### [Your objective]
Give back the entries that follow exactly as written. Any picture gets left out.

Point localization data
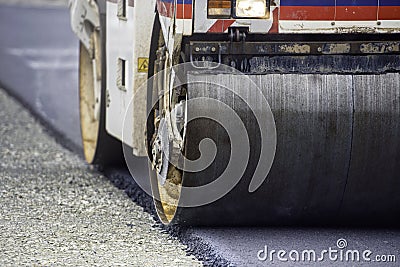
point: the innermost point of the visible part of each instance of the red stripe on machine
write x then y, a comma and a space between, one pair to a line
307, 13
389, 13
221, 25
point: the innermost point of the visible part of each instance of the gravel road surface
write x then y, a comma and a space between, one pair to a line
56, 210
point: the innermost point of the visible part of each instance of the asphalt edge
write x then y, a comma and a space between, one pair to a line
196, 246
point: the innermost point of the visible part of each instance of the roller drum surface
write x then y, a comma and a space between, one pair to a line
337, 157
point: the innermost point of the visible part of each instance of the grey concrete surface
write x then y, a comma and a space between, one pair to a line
39, 61
47, 30
55, 210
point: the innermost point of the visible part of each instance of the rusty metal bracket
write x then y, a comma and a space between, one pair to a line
85, 19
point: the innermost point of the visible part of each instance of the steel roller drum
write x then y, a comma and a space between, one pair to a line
337, 155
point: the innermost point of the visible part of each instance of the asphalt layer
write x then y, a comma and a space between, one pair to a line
56, 210
44, 40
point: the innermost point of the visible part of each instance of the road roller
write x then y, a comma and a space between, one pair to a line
247, 112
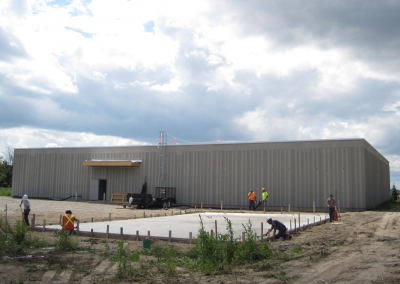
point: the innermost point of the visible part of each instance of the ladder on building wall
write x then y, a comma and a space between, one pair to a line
162, 158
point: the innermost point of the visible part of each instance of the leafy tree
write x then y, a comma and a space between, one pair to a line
9, 155
394, 192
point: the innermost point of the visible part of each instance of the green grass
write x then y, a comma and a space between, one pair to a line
386, 206
5, 191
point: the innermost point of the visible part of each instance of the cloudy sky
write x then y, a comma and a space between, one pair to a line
100, 72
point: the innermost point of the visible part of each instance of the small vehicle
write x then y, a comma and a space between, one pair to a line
164, 197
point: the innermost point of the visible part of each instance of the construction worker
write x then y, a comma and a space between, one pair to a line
27, 208
265, 198
275, 224
68, 222
252, 198
331, 205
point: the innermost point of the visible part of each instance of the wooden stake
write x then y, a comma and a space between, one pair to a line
262, 232
299, 220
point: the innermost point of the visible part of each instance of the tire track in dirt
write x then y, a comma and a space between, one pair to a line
387, 229
48, 276
63, 278
101, 269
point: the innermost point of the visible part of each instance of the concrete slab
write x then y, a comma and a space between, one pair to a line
181, 225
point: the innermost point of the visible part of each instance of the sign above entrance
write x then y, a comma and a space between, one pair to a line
112, 163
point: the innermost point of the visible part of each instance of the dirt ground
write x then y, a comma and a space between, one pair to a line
361, 247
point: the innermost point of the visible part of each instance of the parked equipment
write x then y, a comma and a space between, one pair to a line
164, 197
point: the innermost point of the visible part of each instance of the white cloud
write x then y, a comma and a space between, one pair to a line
24, 137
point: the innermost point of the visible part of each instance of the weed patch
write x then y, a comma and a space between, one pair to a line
222, 252
65, 242
124, 256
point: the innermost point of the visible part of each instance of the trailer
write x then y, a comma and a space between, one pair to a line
163, 198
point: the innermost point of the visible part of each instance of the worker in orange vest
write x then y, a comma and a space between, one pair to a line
252, 198
68, 222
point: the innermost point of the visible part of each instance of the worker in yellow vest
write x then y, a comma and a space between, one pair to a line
252, 198
68, 222
265, 198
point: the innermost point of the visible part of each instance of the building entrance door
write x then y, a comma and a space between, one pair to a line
102, 188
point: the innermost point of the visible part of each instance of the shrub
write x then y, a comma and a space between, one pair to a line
124, 257
65, 242
221, 252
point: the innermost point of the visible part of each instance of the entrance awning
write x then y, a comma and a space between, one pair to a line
112, 163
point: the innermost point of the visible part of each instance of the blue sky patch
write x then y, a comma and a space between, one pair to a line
87, 35
149, 27
60, 3
76, 12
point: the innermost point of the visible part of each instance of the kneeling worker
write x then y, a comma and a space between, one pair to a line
68, 222
275, 224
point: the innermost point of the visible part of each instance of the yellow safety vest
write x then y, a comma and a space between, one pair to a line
252, 196
69, 222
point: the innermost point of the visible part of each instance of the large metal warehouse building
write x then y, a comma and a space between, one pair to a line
293, 172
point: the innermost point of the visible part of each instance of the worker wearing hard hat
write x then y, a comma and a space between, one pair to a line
252, 197
275, 224
27, 208
264, 198
68, 222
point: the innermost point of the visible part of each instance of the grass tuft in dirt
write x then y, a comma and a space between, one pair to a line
222, 252
15, 240
124, 257
65, 243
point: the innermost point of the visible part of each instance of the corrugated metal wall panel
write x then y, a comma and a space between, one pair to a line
296, 173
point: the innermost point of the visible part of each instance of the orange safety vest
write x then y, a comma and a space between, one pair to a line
252, 196
68, 221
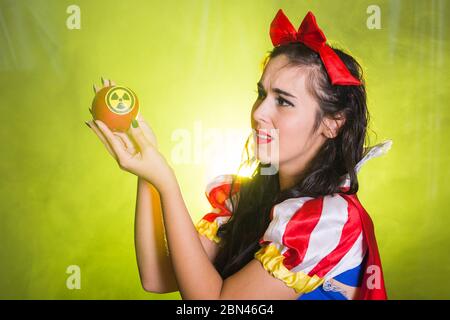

### [Output below]
point: the innermost point of the visible part of each instance of the red stripe on machine
write x then y, a comma and a space between, one pair to a line
307, 13
389, 13
221, 25
point: the innermost point of the visible part of each instance of the gravel road surface
write x then y, a comma and a space between, one pair to a line
56, 210
point: the innermost point of the visible part of each instance of the asphalt edge
write x then y, a comma and a space between, one pair to a line
196, 246
point: the innermost point of the visible part of each instance of the roller drum surface
write x then y, a comma and a space between, one pair to a line
337, 157
point: the innermost point of the visible part of each instance of the grey concrete surface
write x then y, a comma and a space between, one pair to a line
39, 61
47, 30
55, 210
point: the innermost point of the visible part of each instance of the rusty metal bracket
write x then y, a comma and a space between, one pair to a line
85, 19
point: the innermost point of the visible part of each instance of the steel roller drum
write x then y, a comma and a space between, one pair to a line
337, 155
point: the innermost point of the visible part of each instance of the asphalt layer
write x then y, a comma and a space between, one pair to a line
56, 210
44, 40
point: the innermost point of the visible part of each instance of the road roller
write x then y, a comma and a space between, one pair to a line
247, 112
point: the innermost point of the visible part of each instance of the ladder on building wall
write x then y, a comma and a space between, one pair to a line
162, 158
point: the innermost point of the visible part of each instance of the leafy tree
write x then y, a comma and a space between, one pair to a line
9, 155
394, 192
point: the innermost point of the visible part of each instance of the green grass
write x then y, a comma and a space between, one pair to a line
386, 206
5, 191
point: the innermost point of the visible part of each instance of the cloudy sky
write x then y, a comma and a space between, one pair to a line
100, 72
point: the innermost point of the visible part of each instance of the small vehicle
write x then y, a comma and a space between, one pair to a line
164, 197
point: the innermost point of the visible part of each instance of the construction worker
write x then y, a comma and a space between, one pair to a line
27, 208
265, 198
275, 224
68, 222
252, 198
331, 205
point: the innermost point of the visible part of each instance of the wooden stake
write x then y, a comma and a space between, one pair to a line
262, 232
299, 220
point: the innermost point of the visible part of each instance of the tire track in dirt
write x then y, a comma and a space between, one pair to a line
387, 229
48, 276
63, 278
101, 269
point: the innermost point of the visible part of each instance of the concrete slab
write x then y, a comma and a space between, one pair to a line
181, 225
point: the innermost point of the visible part of each instance of the sign above entrance
write x then y, a comma and a space between, one pair to a line
112, 163
point: the innermost point of the visible part of each instance of the dirt ground
write x then y, a comma and a space between, one pair to a line
361, 247
point: the innermost point of the visible part of each instance of the parked equipment
write x then y, a comma and a space between, one pair to a line
164, 197
point: the innermost point of the visible part of each instance of the white cloud
write x then y, a comma and a space between, one pair to a line
24, 137
point: the innermost point of the visible part of each instance of the weed patch
write x then y, a comma and a space between, one pair to a line
222, 252
65, 242
124, 256
point: the innermost point of the visible part of each instance of the trailer
write x then y, a comma and a space between, one pair to a line
163, 198
point: the innermost point of the visible part of each instance of the worker in orange vest
write x then y, a comma and a space between, one pair to a line
252, 198
68, 222
point: the innermost point of the visible part of each instance of the worker in yellow vest
write x then y, a comma and a space between, one pair to a line
252, 198
68, 222
265, 198
point: the innermost point of the visible part of each instance of the building entrance door
write x then y, a comma and a space between, one pair to a line
102, 188
point: the innermost point of the visible part of each instance of the shrub
write x then y, a comma and a space between, one pair to a line
124, 257
65, 242
221, 252
point: the innermost point of the visible part of each instance of the entrance awning
write x then y, a comma and a space between, one pair to a line
112, 163
point: the innermost point of the visible part of each instance of the blue sky patch
write x then y, a comma and a space between, one pair to a line
87, 35
149, 27
60, 3
76, 12
point: the innermost point of the visible part of each instance of the kneeling worker
write x then y, a comma and a space between, one pair to a line
68, 222
275, 224
point: the innermost point of the visible part of each instance of the yellow safety vest
write x then y, a comma and a space between, one pair to a line
252, 196
69, 222
point: the innermost point of the visible part of each instance of the large metal warehouse building
write x then y, a comma and a space between, one pair to a line
293, 172
point: the innermost point of the visible part of each instance of the worker wearing hard hat
write x then y, a comma and a space between, one pair to a line
252, 197
275, 224
27, 208
264, 198
68, 222
point: the innermost point of the visible part of each instance of the grass tuft in dirt
write x then y, a comma and a space between, one pair to a line
222, 252
15, 240
124, 257
65, 243
point: the innermost point of the visible part of each instance of the corrugated metal wall panel
write x then y, a comma and a space between, one pair to a line
296, 173
point: the innermost point of the visible part of each instance of the orange safety vest
write x then y, a comma and a space between, one pair to a line
252, 196
68, 221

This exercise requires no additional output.